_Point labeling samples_
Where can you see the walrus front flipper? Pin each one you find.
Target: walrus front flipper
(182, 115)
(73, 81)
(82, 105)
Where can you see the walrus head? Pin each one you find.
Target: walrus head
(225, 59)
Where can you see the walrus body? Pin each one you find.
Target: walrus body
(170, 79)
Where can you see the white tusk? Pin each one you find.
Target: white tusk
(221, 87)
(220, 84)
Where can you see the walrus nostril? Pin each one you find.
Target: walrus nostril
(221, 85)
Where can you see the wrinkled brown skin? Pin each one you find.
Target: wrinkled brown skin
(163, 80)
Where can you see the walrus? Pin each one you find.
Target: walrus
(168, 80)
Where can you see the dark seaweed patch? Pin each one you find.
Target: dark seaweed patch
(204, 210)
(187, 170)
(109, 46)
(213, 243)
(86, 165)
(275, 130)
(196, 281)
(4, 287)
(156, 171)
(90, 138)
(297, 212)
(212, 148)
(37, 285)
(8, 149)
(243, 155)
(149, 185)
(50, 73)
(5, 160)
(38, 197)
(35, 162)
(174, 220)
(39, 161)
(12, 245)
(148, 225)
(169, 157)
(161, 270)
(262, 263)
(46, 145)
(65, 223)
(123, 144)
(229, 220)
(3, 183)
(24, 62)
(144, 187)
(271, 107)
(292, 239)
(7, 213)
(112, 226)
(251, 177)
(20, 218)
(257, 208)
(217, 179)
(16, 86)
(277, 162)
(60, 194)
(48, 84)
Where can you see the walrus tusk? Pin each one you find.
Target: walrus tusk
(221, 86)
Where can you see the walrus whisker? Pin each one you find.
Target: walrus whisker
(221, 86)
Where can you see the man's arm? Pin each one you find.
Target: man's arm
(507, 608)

_The problem_
Substitute "kelp" for "seaweed" throughout the lines above, and reproduce them with nothing else changed.

_Output of the task_
Where can you see the walrus front flipper? Pin each one you find.
Target: walrus front flipper
(182, 115)
(73, 81)
(82, 105)
Where can you see the walrus head? Pin each one you find.
Target: walrus head
(225, 59)
Where can you see the walrus body? Pin each one you find.
Target: walrus body
(170, 79)
Where can you see the white tusk? Pin each one you find.
Target: white tusk
(221, 87)
(220, 84)
Where can you see the walrus nostril? Pin each one you find.
Target: walrus nostril
(221, 85)
Where can you see the wrinkled brown skin? Pin each one you find.
Target: wrinkled brown skin
(163, 80)
Where can you see the walrus? Pin each one you find.
Target: walrus
(168, 80)
Where can you see the dark kelp patch? Pin each one you find.
Target: dark kelp patch
(204, 210)
(187, 170)
(109, 46)
(213, 243)
(86, 165)
(275, 130)
(196, 281)
(4, 287)
(156, 171)
(90, 138)
(297, 212)
(212, 148)
(37, 285)
(8, 149)
(243, 155)
(149, 185)
(50, 73)
(5, 160)
(38, 197)
(35, 162)
(174, 220)
(39, 161)
(12, 245)
(148, 225)
(169, 157)
(161, 270)
(262, 263)
(46, 145)
(65, 223)
(123, 144)
(229, 220)
(3, 183)
(24, 62)
(144, 187)
(271, 107)
(292, 239)
(7, 213)
(112, 226)
(251, 177)
(20, 218)
(257, 208)
(217, 179)
(16, 86)
(277, 162)
(60, 194)
(48, 84)
Where can you see the walrus tusk? Pin each one you find.
Target: walrus tusk
(221, 86)
Where can you see the walrus whisker? Pin each one you find.
Target: walrus whisker
(221, 86)
Where can you see the man's arm? Pin each one you find.
Target: man's arm
(507, 608)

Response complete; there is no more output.